YOUR GOAL — Identify every line in the data below that contains the word "trunk" and copy each such line in full. Case counts.

ITEMS —

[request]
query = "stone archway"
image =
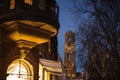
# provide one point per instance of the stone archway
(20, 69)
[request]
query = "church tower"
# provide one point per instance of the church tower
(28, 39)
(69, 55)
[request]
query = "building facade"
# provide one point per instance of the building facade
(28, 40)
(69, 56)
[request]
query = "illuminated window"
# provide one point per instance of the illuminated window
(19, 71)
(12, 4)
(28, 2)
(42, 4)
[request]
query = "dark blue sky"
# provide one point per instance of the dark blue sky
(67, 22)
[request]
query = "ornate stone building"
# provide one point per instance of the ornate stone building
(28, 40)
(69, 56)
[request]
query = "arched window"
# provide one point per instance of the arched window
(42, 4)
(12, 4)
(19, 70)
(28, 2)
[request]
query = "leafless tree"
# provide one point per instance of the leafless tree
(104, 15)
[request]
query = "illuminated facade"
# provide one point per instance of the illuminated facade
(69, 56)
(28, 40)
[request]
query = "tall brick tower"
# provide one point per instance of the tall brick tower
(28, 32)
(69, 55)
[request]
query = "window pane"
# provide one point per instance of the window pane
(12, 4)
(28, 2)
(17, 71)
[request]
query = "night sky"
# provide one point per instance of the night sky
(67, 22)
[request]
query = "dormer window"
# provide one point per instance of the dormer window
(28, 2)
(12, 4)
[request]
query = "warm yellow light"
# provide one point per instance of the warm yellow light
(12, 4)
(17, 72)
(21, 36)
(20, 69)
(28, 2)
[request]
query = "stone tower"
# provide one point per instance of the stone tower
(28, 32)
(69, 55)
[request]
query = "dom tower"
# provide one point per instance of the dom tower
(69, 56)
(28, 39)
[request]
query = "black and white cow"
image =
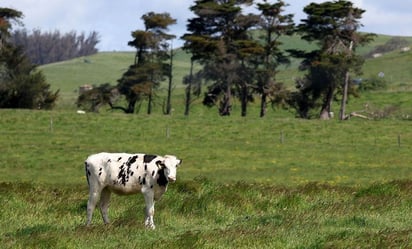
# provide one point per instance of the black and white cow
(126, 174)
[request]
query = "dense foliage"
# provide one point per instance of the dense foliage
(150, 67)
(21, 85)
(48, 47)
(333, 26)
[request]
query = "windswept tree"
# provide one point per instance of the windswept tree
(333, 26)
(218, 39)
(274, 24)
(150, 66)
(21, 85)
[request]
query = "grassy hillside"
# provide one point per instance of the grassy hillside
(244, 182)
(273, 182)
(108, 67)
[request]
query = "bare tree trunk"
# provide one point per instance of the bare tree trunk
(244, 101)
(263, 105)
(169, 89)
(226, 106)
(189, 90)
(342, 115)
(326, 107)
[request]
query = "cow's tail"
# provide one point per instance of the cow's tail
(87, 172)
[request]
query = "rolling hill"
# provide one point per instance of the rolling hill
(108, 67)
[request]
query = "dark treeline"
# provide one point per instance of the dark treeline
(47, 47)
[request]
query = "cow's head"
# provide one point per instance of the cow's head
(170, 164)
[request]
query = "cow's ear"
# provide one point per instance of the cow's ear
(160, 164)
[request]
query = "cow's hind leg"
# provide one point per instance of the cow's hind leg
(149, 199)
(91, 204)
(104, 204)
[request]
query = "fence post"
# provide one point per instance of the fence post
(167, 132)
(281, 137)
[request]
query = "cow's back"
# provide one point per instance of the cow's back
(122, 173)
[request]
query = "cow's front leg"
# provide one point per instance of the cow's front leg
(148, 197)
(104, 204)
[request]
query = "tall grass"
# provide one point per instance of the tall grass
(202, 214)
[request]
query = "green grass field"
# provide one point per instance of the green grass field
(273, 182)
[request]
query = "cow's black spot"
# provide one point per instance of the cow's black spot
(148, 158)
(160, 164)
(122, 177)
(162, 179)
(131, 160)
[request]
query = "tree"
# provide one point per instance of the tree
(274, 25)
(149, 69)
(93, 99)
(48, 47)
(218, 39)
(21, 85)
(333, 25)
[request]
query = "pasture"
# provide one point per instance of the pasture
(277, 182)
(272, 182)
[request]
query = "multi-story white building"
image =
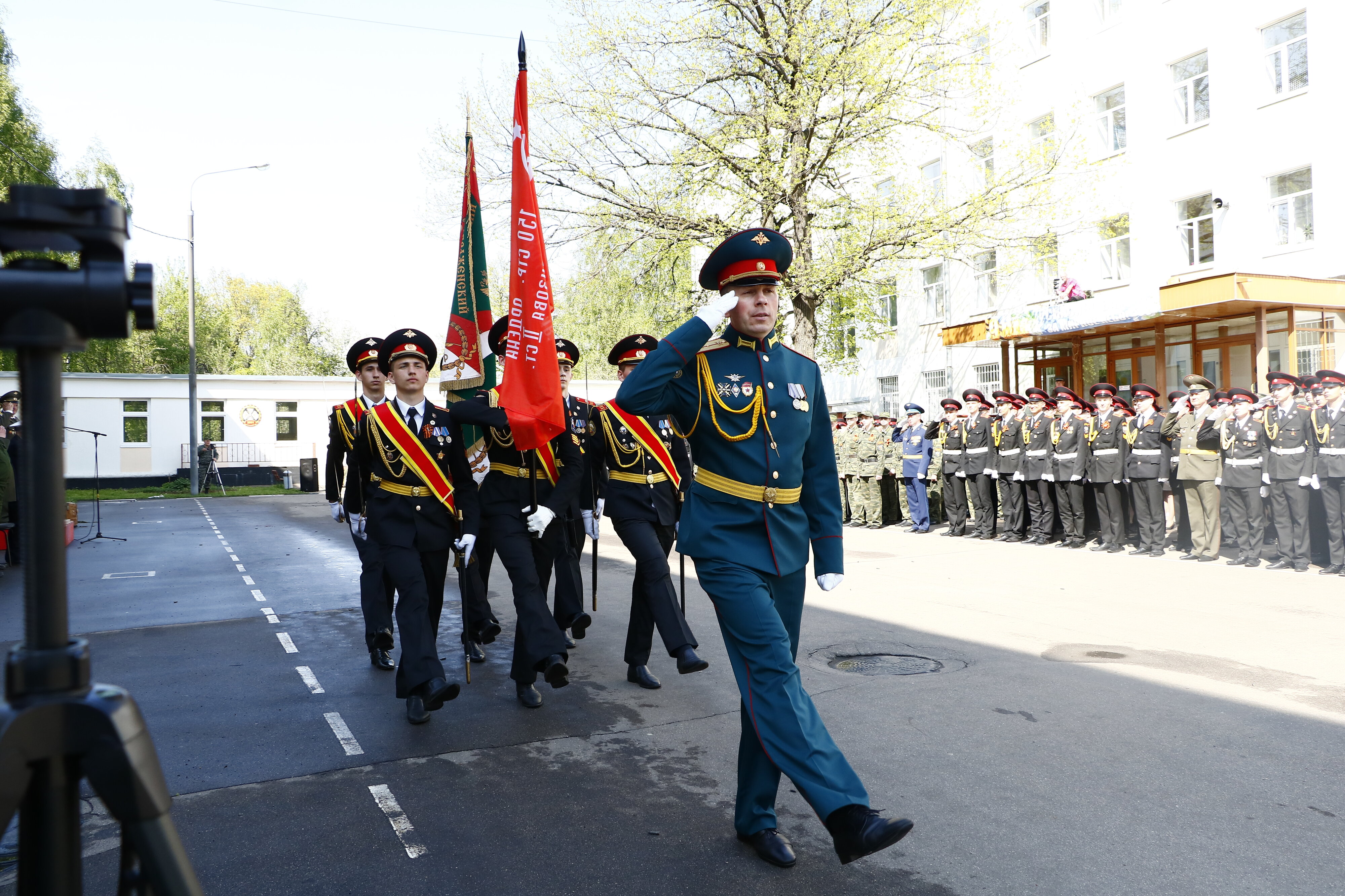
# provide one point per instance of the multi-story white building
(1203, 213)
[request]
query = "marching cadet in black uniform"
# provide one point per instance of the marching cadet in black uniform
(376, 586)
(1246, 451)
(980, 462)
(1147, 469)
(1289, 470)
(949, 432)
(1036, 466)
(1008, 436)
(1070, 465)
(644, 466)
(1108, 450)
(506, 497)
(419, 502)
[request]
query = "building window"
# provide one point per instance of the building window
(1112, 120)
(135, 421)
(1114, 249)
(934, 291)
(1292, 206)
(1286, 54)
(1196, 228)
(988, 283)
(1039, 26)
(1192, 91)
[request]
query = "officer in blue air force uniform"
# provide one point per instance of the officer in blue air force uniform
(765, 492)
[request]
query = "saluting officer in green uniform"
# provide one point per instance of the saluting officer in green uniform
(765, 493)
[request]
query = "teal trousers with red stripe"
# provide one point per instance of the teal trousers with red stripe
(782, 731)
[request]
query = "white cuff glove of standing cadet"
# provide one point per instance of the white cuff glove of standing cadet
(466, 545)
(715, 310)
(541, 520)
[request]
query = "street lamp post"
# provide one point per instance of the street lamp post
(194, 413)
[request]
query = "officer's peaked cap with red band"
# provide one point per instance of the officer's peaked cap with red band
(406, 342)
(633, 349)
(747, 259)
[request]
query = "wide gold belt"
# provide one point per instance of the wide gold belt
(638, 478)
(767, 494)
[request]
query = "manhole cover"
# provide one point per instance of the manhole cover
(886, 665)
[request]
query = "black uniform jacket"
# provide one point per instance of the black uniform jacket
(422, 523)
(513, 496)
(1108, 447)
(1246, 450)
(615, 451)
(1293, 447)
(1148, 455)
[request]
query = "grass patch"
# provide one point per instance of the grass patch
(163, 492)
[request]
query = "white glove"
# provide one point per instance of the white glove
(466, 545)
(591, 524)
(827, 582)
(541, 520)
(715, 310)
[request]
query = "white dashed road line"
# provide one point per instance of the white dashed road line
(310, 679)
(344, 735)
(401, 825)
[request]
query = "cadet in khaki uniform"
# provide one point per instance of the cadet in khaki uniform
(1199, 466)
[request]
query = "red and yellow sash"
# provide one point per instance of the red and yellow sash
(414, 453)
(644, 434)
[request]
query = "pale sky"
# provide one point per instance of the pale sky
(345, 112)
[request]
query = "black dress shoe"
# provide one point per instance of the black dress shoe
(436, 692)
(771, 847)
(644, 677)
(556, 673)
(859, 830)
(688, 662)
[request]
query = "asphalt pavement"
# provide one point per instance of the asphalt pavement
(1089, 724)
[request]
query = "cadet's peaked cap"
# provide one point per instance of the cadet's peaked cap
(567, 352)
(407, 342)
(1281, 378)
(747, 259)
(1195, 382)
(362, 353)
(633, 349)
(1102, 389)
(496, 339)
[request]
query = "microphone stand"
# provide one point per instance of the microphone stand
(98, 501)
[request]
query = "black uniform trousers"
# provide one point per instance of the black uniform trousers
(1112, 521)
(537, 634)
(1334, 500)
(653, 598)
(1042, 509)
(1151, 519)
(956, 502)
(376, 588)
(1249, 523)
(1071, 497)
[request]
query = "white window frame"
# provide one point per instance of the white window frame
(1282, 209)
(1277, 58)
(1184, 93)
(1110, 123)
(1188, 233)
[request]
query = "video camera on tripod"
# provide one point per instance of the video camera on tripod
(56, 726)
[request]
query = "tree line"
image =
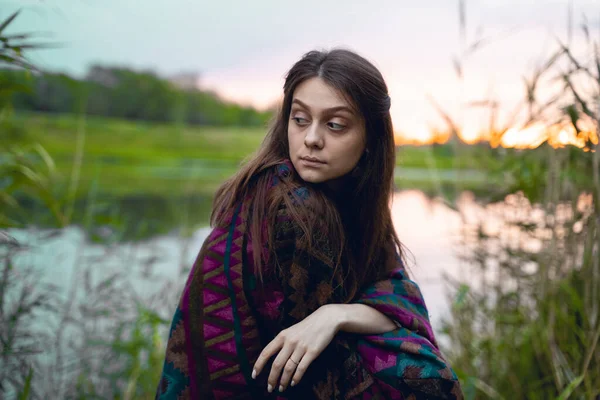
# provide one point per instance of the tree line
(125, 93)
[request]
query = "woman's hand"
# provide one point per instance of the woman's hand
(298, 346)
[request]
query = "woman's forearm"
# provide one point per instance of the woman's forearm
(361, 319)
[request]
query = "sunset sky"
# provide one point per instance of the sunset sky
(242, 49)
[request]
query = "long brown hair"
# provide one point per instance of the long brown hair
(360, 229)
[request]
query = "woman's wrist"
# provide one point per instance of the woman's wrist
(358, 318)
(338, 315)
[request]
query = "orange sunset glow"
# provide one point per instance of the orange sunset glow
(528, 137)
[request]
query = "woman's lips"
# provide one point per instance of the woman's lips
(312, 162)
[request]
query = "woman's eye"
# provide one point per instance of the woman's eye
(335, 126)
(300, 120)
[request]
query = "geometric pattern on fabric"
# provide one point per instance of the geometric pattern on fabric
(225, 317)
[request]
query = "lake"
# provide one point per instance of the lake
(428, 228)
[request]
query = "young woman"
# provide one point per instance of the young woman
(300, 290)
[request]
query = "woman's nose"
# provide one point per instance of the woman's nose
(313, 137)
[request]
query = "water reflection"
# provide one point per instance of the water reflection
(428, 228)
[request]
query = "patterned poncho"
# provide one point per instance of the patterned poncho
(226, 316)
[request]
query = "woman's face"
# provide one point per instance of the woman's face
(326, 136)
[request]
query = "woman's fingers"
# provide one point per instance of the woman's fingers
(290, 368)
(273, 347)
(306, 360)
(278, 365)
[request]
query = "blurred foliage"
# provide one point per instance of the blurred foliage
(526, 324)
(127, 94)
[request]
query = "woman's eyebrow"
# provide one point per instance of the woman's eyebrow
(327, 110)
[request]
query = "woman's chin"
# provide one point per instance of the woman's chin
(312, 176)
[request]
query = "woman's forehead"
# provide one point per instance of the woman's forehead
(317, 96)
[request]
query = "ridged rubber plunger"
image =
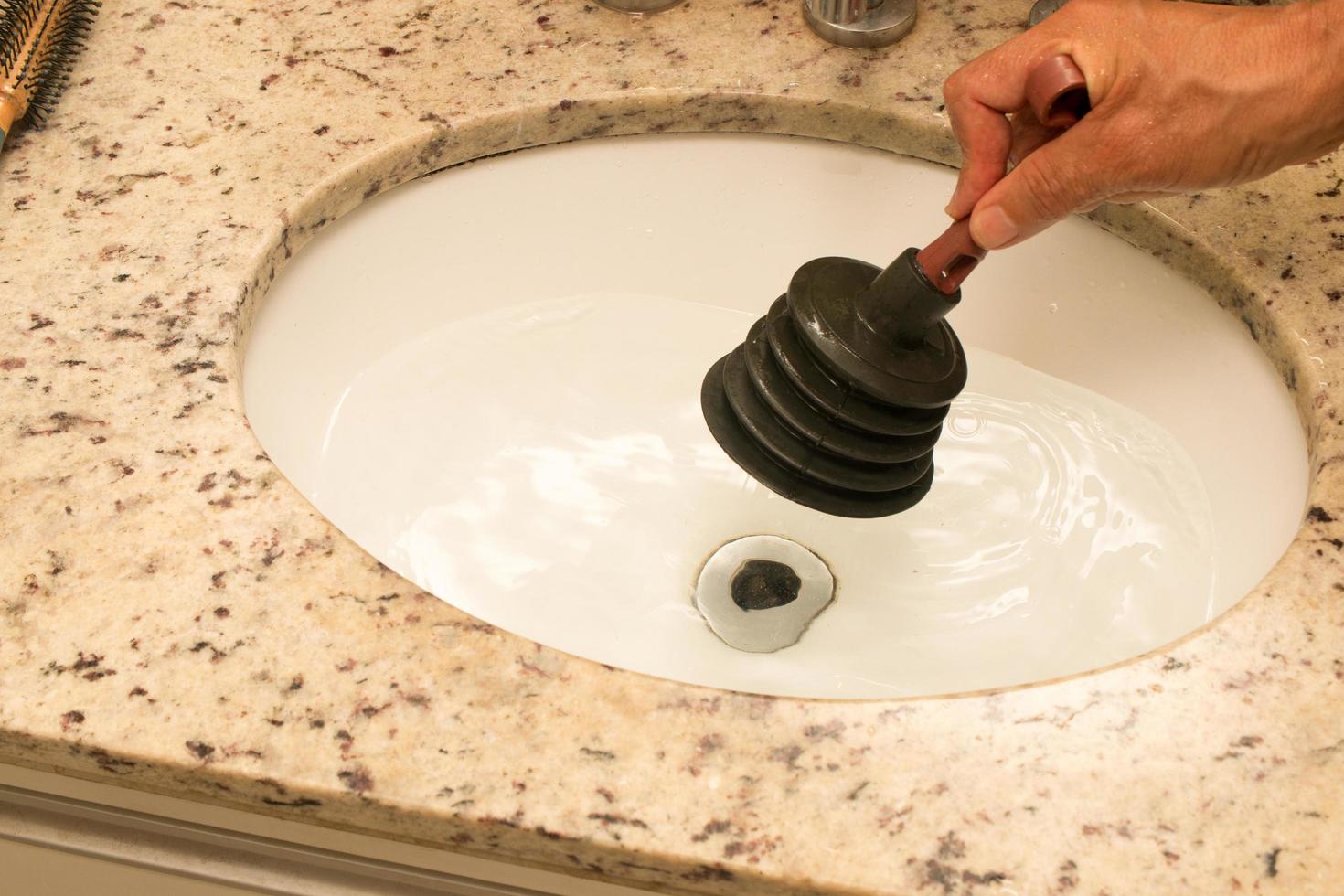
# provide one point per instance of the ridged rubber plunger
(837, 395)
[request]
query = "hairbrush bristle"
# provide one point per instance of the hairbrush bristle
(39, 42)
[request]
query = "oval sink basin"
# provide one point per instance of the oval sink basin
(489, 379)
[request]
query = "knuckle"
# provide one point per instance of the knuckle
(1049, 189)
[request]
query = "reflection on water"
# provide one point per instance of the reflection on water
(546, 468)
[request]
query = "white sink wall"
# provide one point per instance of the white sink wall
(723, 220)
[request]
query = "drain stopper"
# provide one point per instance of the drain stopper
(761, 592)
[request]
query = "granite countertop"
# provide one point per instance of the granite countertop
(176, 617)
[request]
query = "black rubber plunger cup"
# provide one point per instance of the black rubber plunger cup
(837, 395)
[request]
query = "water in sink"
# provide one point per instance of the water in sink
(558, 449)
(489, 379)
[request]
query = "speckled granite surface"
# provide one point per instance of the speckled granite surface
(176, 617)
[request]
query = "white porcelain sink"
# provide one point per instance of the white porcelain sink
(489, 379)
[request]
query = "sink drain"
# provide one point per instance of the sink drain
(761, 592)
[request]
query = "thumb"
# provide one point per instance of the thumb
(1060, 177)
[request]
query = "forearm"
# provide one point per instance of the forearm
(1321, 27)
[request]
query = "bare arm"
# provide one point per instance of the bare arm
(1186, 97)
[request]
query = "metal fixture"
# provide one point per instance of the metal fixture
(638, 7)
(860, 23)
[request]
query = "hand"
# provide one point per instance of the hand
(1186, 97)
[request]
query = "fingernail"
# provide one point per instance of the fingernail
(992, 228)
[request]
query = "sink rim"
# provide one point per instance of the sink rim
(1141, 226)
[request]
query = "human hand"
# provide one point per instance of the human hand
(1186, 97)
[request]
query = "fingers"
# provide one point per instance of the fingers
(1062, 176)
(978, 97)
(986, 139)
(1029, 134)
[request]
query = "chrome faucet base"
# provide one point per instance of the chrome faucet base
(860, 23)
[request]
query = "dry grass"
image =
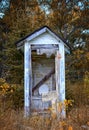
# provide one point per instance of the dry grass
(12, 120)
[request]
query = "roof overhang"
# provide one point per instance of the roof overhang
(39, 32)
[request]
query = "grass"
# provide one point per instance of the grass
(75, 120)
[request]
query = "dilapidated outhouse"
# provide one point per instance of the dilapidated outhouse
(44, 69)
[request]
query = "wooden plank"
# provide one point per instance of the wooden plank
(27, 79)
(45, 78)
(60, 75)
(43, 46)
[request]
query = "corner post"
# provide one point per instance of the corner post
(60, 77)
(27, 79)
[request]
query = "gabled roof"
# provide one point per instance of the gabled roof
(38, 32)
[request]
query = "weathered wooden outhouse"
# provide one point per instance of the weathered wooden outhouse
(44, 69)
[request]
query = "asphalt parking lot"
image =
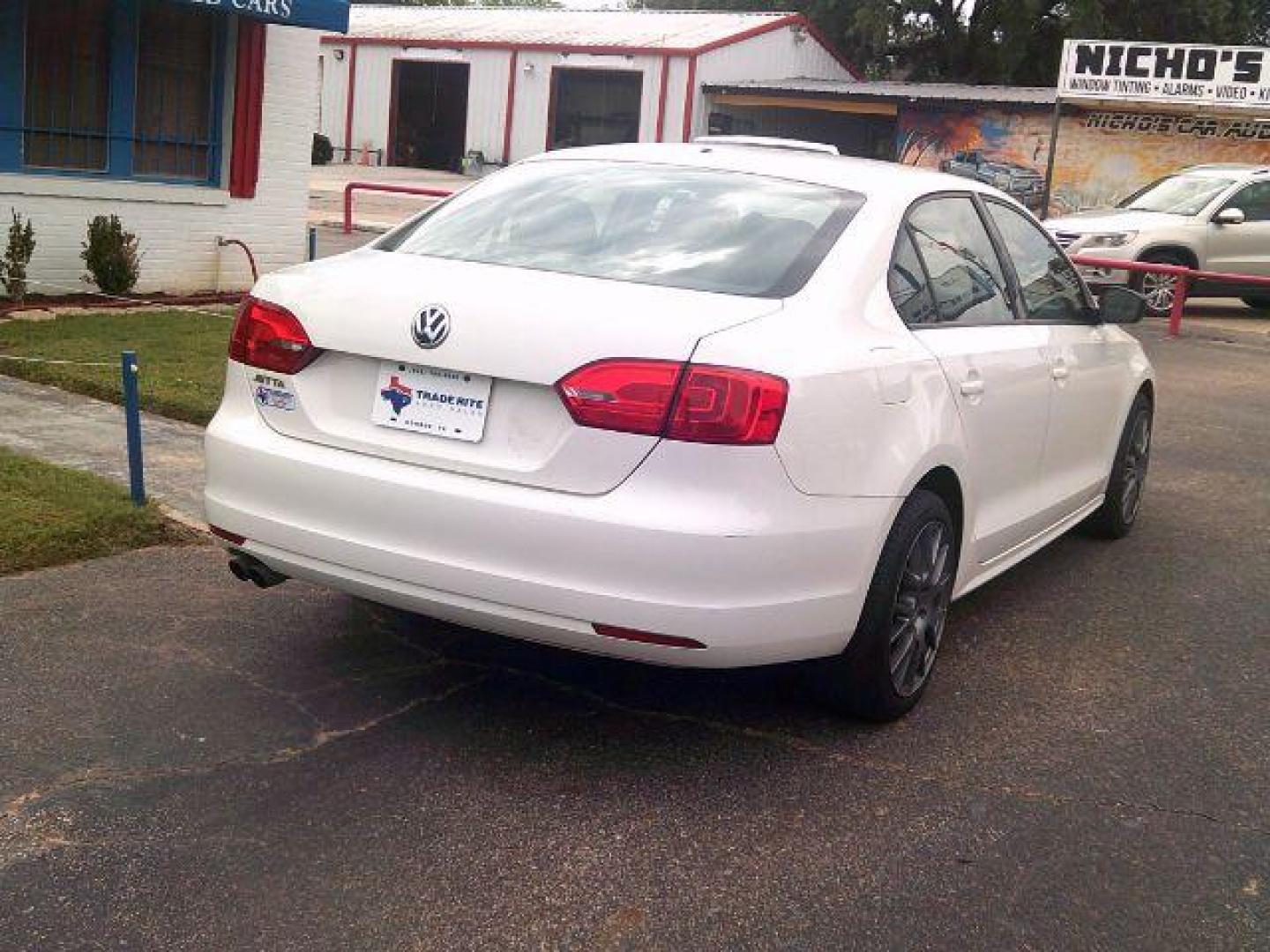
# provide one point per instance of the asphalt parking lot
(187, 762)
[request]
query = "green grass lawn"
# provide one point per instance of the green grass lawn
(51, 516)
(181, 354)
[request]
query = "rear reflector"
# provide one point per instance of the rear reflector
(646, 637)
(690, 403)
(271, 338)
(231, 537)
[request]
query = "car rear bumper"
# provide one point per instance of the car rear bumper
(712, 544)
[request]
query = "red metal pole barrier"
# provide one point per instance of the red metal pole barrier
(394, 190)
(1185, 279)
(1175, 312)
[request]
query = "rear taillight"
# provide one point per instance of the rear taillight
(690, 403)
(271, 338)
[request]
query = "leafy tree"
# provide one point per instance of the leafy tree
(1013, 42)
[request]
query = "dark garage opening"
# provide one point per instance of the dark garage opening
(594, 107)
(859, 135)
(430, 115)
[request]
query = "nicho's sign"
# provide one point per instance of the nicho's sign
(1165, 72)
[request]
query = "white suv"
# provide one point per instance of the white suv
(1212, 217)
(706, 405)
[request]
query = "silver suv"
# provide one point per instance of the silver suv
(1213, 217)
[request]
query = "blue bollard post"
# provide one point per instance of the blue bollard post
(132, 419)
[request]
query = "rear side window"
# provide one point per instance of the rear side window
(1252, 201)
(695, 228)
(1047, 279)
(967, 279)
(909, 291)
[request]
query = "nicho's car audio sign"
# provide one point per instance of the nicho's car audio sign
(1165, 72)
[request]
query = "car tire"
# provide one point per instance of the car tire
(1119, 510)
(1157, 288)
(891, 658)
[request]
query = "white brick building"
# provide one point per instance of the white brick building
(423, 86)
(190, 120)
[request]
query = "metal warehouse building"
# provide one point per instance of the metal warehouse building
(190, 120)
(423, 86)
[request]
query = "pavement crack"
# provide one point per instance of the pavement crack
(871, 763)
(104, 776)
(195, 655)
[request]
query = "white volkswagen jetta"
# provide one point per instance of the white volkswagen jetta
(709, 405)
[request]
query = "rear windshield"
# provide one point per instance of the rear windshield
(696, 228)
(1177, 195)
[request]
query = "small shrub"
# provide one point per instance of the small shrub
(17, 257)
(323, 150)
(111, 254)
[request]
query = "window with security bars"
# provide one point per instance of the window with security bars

EXERCISE RESULT —
query = "bare tree trunk"
# provide one point per instance of the bare tree trunk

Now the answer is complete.